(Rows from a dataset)
------------------------------------------------------------------------

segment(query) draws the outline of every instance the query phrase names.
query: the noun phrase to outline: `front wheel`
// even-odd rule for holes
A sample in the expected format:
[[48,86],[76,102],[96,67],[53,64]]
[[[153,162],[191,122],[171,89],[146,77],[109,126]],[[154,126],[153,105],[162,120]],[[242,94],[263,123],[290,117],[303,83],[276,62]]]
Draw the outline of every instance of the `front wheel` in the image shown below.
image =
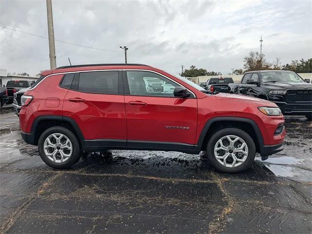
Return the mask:
[[45,130],[39,138],[38,149],[43,161],[54,168],[70,168],[80,158],[77,138],[63,127],[52,127]]
[[308,121],[312,120],[312,113],[306,114],[306,117],[308,119]]
[[240,172],[251,167],[255,156],[255,146],[246,132],[225,128],[212,136],[207,144],[207,155],[217,170]]

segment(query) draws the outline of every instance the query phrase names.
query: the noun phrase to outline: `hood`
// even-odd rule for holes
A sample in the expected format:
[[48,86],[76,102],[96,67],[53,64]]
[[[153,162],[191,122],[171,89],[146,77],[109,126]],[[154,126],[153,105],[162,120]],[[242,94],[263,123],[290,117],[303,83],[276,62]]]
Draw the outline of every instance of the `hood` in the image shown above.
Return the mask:
[[26,91],[27,91],[30,88],[30,87],[29,87],[28,88],[23,88],[22,89],[20,89],[20,90],[19,90],[16,93],[17,94],[18,93],[25,93]]
[[268,106],[276,107],[276,104],[267,100],[254,98],[252,96],[245,95],[238,95],[237,94],[226,94],[225,93],[219,93],[215,96],[216,98],[219,100],[225,100],[234,102],[240,101],[242,102],[252,103],[259,105],[259,106]]
[[272,89],[312,89],[312,84],[306,83],[292,83],[291,82],[275,82],[274,83],[265,83],[263,87]]

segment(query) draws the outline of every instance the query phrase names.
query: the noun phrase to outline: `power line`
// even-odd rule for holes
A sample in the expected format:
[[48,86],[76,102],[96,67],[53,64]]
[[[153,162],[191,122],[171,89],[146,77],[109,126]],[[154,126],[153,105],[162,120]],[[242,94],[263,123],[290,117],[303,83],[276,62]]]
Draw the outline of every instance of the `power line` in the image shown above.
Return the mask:
[[[16,31],[19,32],[20,33],[24,33],[25,34],[28,34],[29,35],[34,36],[35,36],[35,37],[38,37],[39,38],[44,38],[45,39],[49,39],[49,38],[48,37],[43,37],[43,36],[37,35],[36,34],[34,34],[33,33],[27,33],[27,32],[23,32],[22,31],[18,30],[17,29],[15,29],[14,28],[8,28],[7,27],[4,27],[4,26],[2,26],[2,25],[0,25],[0,27],[1,27],[1,28],[6,28],[7,29],[10,29],[10,30]],[[116,50],[106,50],[105,49],[102,49],[101,48],[96,48],[96,47],[92,47],[91,46],[85,46],[85,45],[79,45],[78,44],[75,44],[74,43],[71,43],[71,42],[67,42],[67,41],[64,41],[63,40],[57,40],[57,39],[56,39],[55,40],[56,41],[58,41],[59,42],[64,43],[65,44],[68,44],[72,45],[76,45],[76,46],[80,46],[81,47],[89,48],[89,49],[94,49],[95,50],[103,50],[104,51],[109,51],[109,52],[111,52],[123,53],[121,51],[117,51]]]

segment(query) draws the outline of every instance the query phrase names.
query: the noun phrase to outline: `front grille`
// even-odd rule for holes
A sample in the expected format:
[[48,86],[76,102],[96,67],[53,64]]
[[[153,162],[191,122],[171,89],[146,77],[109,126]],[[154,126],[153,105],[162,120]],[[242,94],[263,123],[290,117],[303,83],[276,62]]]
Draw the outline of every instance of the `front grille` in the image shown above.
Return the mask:
[[16,101],[17,102],[19,106],[20,105],[20,98],[23,95],[23,94],[24,94],[22,93],[21,94],[17,94],[16,95]]
[[8,96],[13,96],[13,90],[8,89]]
[[286,99],[287,102],[312,102],[312,90],[289,90]]

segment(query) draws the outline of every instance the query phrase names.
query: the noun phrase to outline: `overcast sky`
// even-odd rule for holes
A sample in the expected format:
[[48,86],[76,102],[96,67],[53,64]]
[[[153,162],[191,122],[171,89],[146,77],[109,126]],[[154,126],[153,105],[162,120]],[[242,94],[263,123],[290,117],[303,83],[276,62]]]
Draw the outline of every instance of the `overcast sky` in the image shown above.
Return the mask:
[[[251,50],[282,64],[312,57],[312,0],[52,0],[58,66],[128,61],[179,73],[194,65],[227,74]],[[45,0],[0,0],[0,25],[47,37]],[[0,27],[0,68],[50,68],[48,39]]]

------------------------------------------------------------------------

- [To be done]:
Please copy out every line of the rows above that contains the string "power". Case counts.

- [Result of this exercise]:
query: the noun phrase to outline: `power line`
Draw the outline of every instance of the `power line` in the image shown above.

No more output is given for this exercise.